*Task goal*
Your job is to restate each entry word for word.

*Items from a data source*
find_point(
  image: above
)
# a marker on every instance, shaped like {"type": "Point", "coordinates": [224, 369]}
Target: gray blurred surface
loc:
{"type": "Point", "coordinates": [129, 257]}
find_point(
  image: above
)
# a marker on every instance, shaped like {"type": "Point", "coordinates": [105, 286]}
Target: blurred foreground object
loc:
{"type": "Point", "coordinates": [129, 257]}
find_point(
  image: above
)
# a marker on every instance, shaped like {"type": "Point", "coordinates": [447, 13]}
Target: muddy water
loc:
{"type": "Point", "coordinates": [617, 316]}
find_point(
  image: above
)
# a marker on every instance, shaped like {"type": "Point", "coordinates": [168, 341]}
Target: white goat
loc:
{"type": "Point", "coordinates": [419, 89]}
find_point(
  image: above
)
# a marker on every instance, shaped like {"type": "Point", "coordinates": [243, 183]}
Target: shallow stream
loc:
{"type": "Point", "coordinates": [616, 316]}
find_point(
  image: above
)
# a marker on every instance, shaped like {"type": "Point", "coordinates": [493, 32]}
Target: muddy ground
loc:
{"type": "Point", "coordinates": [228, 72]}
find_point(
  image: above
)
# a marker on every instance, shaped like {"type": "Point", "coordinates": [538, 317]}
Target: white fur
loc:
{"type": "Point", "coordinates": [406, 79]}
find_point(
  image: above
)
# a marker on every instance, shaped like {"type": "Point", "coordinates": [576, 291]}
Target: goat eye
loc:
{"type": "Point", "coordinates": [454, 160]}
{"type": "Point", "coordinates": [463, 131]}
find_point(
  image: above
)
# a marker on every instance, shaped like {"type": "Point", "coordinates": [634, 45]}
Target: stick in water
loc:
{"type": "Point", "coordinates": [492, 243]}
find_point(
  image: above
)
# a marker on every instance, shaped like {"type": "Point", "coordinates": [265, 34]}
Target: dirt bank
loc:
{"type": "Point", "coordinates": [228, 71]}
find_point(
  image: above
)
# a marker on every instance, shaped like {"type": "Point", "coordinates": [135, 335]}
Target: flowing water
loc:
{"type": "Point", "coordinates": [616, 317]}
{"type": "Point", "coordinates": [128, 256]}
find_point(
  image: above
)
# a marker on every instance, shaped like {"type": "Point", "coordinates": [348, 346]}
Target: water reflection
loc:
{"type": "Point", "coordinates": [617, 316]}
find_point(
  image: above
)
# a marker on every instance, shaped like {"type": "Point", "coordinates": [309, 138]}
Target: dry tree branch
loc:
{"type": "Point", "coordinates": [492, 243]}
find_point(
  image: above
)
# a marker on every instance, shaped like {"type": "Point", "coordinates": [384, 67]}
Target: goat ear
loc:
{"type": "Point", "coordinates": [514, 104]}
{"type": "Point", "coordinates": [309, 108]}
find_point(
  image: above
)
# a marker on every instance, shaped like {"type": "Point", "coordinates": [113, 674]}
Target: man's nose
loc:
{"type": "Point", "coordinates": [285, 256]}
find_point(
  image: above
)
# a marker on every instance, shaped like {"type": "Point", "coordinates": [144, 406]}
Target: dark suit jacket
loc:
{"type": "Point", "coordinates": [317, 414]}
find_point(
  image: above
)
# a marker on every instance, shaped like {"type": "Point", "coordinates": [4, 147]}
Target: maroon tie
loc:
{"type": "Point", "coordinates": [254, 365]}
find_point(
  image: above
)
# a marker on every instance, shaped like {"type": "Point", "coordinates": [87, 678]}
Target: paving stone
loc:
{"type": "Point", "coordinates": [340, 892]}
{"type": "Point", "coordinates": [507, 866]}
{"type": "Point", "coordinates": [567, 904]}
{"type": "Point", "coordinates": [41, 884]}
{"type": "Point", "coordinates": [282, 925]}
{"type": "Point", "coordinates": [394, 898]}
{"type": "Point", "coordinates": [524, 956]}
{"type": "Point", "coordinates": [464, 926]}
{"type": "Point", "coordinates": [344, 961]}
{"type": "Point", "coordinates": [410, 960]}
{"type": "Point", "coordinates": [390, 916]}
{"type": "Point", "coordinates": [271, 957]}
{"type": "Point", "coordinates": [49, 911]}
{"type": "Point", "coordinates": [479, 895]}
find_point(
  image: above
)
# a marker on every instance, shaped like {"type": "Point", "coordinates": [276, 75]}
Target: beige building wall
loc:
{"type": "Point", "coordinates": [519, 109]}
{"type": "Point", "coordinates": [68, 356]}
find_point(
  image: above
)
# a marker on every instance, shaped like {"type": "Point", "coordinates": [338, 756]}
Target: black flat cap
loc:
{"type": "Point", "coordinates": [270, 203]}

*Exercise solution*
find_point(
  image: above
)
# a marker on every instance, shaped like {"type": "Point", "coordinates": [224, 369]}
Target: gray blurred surface
loc:
{"type": "Point", "coordinates": [129, 257]}
find_point(
  image: above
)
# a marker on every instance, shaped like {"type": "Point", "coordinates": [105, 286]}
Target: blurred foreground object
loc:
{"type": "Point", "coordinates": [129, 257]}
find_point(
  image: above
)
# a marker on every instance, shaped like {"type": "Point", "coordinates": [447, 13]}
Target: muddy water
loc:
{"type": "Point", "coordinates": [617, 316]}
find_point(
  image: above
)
# a marker on every instance, shaped like {"type": "Point", "coordinates": [168, 341]}
Target: white goat
loc:
{"type": "Point", "coordinates": [419, 89]}
find_point(
  image: above
)
# a marker on every instance, shaped like {"type": "Point", "coordinates": [243, 183]}
Target: shallow stream
loc:
{"type": "Point", "coordinates": [616, 316]}
find_point(
  image: above
)
# a marker on every instance, shaped like {"type": "Point", "coordinates": [493, 32]}
Target: muddy ground
loc:
{"type": "Point", "coordinates": [228, 72]}
find_point(
  image: above
)
# a marker on every instance, shaped like {"type": "Point", "coordinates": [538, 317]}
Target: white fur
loc:
{"type": "Point", "coordinates": [406, 79]}
find_point(
  image: above
)
# a marker on every instance, shaped like {"type": "Point", "coordinates": [576, 291]}
Target: goat eye
loc:
{"type": "Point", "coordinates": [454, 160]}
{"type": "Point", "coordinates": [463, 131]}
find_point(
  image: above
)
# a marker on every instance, shaped like {"type": "Point", "coordinates": [634, 45]}
Target: stick in water
loc:
{"type": "Point", "coordinates": [492, 243]}
find_point(
  image: above
)
# a marker on every instance, shaped like {"type": "Point", "coordinates": [265, 34]}
Target: dirt bank
loc:
{"type": "Point", "coordinates": [228, 71]}
find_point(
  image: above
)
# a marker on every instance, shaped like {"type": "Point", "coordinates": [135, 335]}
Target: flowing water
loc:
{"type": "Point", "coordinates": [616, 317]}
{"type": "Point", "coordinates": [128, 256]}
find_point(
  image: above
)
# a marker on every instance, shaped like {"type": "Point", "coordinates": [348, 346]}
Target: water reflection
loc:
{"type": "Point", "coordinates": [617, 316]}
find_point(
  image: above
)
# a marker on every instance, shaped like {"type": "Point", "coordinates": [309, 138]}
Target: dry tree branch
loc:
{"type": "Point", "coordinates": [492, 243]}
find_point(
  image: above
)
# a marker on every instance, shaped like {"type": "Point", "coordinates": [384, 67]}
Target: goat ear
loc:
{"type": "Point", "coordinates": [514, 104]}
{"type": "Point", "coordinates": [309, 108]}
find_point(
  image: above
)
# a marker on every instance, shaped like {"type": "Point", "coordinates": [113, 674]}
Target: man's nose
loc:
{"type": "Point", "coordinates": [285, 256]}
find_point(
  image: above
)
# a marker on every instance, shaped like {"type": "Point", "coordinates": [144, 406]}
Target: dark suit jacket
loc:
{"type": "Point", "coordinates": [317, 414]}
find_point(
  image: above
)
# a marker on every instance, shaped like {"type": "Point", "coordinates": [4, 147]}
Target: maroon tie
loc:
{"type": "Point", "coordinates": [254, 365]}
find_point(
  image: above
)
# a marker on every instance, shaped like {"type": "Point", "coordinates": [87, 678]}
Target: paving stone
loc:
{"type": "Point", "coordinates": [340, 892]}
{"type": "Point", "coordinates": [507, 866]}
{"type": "Point", "coordinates": [567, 904]}
{"type": "Point", "coordinates": [41, 884]}
{"type": "Point", "coordinates": [282, 925]}
{"type": "Point", "coordinates": [394, 898]}
{"type": "Point", "coordinates": [524, 956]}
{"type": "Point", "coordinates": [464, 926]}
{"type": "Point", "coordinates": [344, 961]}
{"type": "Point", "coordinates": [410, 960]}
{"type": "Point", "coordinates": [390, 916]}
{"type": "Point", "coordinates": [271, 957]}
{"type": "Point", "coordinates": [49, 911]}
{"type": "Point", "coordinates": [479, 895]}
find_point(
  image: above
)
# a marker on every instance, shaped like {"type": "Point", "coordinates": [276, 75]}
Target: beige building wall
loc:
{"type": "Point", "coordinates": [519, 109]}
{"type": "Point", "coordinates": [68, 356]}
find_point(
  image: above
)
# a marker on every instance, shaped like {"type": "Point", "coordinates": [338, 756]}
Target: black flat cap
loc:
{"type": "Point", "coordinates": [270, 203]}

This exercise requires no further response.